> [Data listing]:
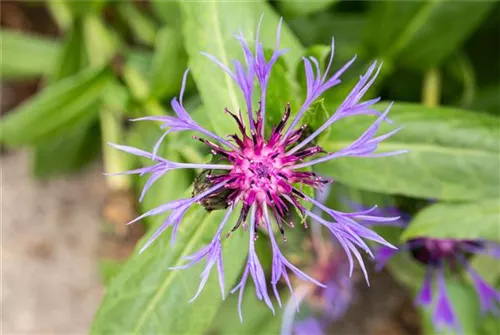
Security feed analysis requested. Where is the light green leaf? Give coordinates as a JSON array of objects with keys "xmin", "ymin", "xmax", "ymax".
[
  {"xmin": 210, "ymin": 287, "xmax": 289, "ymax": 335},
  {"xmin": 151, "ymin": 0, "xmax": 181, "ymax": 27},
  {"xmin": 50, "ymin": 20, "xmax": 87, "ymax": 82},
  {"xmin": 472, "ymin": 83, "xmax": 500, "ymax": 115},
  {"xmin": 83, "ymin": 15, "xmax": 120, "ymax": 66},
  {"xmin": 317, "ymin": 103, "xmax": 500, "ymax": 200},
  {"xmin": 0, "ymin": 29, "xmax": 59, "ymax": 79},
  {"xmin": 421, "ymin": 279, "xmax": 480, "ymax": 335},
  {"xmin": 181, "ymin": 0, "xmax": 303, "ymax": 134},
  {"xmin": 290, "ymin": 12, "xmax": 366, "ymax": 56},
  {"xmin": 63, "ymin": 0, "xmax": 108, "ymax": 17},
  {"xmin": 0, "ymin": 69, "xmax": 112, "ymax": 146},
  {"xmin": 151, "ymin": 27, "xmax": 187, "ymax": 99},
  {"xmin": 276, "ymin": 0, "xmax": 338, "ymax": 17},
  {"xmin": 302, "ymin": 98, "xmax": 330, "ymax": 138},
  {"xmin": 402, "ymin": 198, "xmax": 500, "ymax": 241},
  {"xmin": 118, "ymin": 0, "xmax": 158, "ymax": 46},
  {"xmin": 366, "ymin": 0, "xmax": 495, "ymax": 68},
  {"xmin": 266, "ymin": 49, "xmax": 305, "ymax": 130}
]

> [The request]: Render every line of the items above as a Markdown table with the columns Row and Item line, numbering the rows and skipping blank lines. Leave the pictures out.

> [Response to this exercise]:
| Row | Item line |
|---|---|
| 1 | Security feed analysis requested. Where is the light green leaf? Give coordinates as a JSON array of objects with keys "xmin", "ymin", "xmax", "ymax". |
| 2 | [ |
| 3 |   {"xmin": 210, "ymin": 287, "xmax": 289, "ymax": 335}, |
| 4 |   {"xmin": 151, "ymin": 0, "xmax": 181, "ymax": 27}, |
| 5 |   {"xmin": 50, "ymin": 20, "xmax": 87, "ymax": 82}, |
| 6 |   {"xmin": 472, "ymin": 83, "xmax": 500, "ymax": 115}, |
| 7 |   {"xmin": 83, "ymin": 15, "xmax": 120, "ymax": 66}, |
| 8 |   {"xmin": 317, "ymin": 103, "xmax": 500, "ymax": 200}, |
| 9 |   {"xmin": 0, "ymin": 29, "xmax": 59, "ymax": 79}, |
| 10 |   {"xmin": 421, "ymin": 279, "xmax": 480, "ymax": 335}, |
| 11 |   {"xmin": 181, "ymin": 0, "xmax": 303, "ymax": 134}, |
| 12 |   {"xmin": 290, "ymin": 12, "xmax": 366, "ymax": 56}, |
| 13 |   {"xmin": 63, "ymin": 0, "xmax": 108, "ymax": 17}, |
| 14 |   {"xmin": 0, "ymin": 69, "xmax": 112, "ymax": 146}, |
| 15 |   {"xmin": 151, "ymin": 27, "xmax": 187, "ymax": 99}, |
| 16 |   {"xmin": 276, "ymin": 0, "xmax": 338, "ymax": 17}, |
| 17 |   {"xmin": 302, "ymin": 98, "xmax": 330, "ymax": 138}, |
| 18 |   {"xmin": 402, "ymin": 198, "xmax": 500, "ymax": 241}, |
| 19 |   {"xmin": 118, "ymin": 0, "xmax": 158, "ymax": 46}, |
| 20 |   {"xmin": 366, "ymin": 0, "xmax": 495, "ymax": 68}, |
| 21 |   {"xmin": 266, "ymin": 49, "xmax": 305, "ymax": 130} |
| 22 | ] |